BEGIN Data to process

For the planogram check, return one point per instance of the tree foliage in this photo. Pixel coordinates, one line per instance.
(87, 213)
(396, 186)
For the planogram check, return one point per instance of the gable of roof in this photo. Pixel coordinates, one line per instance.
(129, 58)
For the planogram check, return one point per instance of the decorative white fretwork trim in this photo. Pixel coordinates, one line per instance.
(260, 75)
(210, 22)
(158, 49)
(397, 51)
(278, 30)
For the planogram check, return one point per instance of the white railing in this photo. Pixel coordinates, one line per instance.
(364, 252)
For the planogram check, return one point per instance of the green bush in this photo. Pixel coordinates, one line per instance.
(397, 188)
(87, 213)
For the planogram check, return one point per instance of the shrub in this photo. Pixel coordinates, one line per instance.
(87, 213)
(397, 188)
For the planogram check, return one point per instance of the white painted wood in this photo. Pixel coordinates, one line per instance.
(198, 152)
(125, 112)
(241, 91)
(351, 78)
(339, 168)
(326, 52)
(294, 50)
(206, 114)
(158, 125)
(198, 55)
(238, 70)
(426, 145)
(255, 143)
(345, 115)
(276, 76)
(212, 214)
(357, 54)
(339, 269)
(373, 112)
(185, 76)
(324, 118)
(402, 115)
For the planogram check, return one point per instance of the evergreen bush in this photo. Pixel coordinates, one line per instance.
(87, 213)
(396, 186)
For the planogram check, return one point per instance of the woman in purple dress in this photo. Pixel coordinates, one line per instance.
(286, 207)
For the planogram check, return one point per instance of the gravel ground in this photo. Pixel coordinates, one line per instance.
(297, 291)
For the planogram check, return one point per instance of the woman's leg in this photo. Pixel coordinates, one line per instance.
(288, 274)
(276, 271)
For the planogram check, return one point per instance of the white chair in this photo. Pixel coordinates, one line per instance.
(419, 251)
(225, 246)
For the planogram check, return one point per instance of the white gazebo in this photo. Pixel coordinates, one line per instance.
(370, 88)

END Data to process

# Task to carry out
Rewrite all of the records above, substituting "layout audit" for each "planogram check" and keeping everything else the same.

# Result for this task
For the layout audit, return one point per instance of the tree foliage in this photo. Pixel coordinates, one line per instance.
(87, 213)
(396, 186)
For the layout audit, return one point per instance of the gable of roof in this photo. Pixel coordinates, one line per instance.
(129, 58)
For the layout audit, return one point per instance of the decorative white fretwork trim in this photo. Pixel coordinates, one line per instance.
(260, 75)
(210, 22)
(158, 49)
(397, 51)
(278, 30)
For the layout audit, return one point per instance of the white railing in this photo. Pixel coordinates, one line per instance.
(364, 252)
For the layout audit, return one point per instance of the green bush in this photo. Pixel coordinates, one line per instance.
(397, 188)
(87, 213)
For the layout audit, return one point per instance of the shrub in this photo. Pixel coordinates, one line per instance.
(87, 213)
(397, 188)
For the layout audit, return one point per instance of the white painted wood in this photo. Pixel coordinates, one line per instance.
(198, 152)
(125, 112)
(241, 91)
(351, 78)
(339, 168)
(326, 52)
(294, 50)
(206, 114)
(158, 125)
(198, 55)
(238, 70)
(426, 145)
(255, 143)
(345, 115)
(276, 76)
(212, 214)
(357, 54)
(339, 269)
(373, 112)
(185, 76)
(324, 118)
(402, 115)
For the layout audit, return one point per instance of the evergreen bush in this photo. Pixel coordinates, one line per instance.
(87, 213)
(396, 186)
For the layout audit, return one point per instance of the woman in purple dress in this photo. Pixel coordinates, one line per instance.
(286, 207)
For the layout audit, return one point per instance of the gravel ground in this photo. Pixel coordinates, one line per instance.
(297, 291)
For the layout audit, return one point per instance of the woman's leg in this photo. Pixel coordinates, one line per instance.
(288, 274)
(276, 271)
For the layout audit, return one point per instance of the white chair in this photo. Pixel coordinates, one line per instance.
(419, 251)
(225, 246)
For the layout audit, return one point per instance of the white gazebo in this photo. Pixel coordinates, one line per instance.
(370, 88)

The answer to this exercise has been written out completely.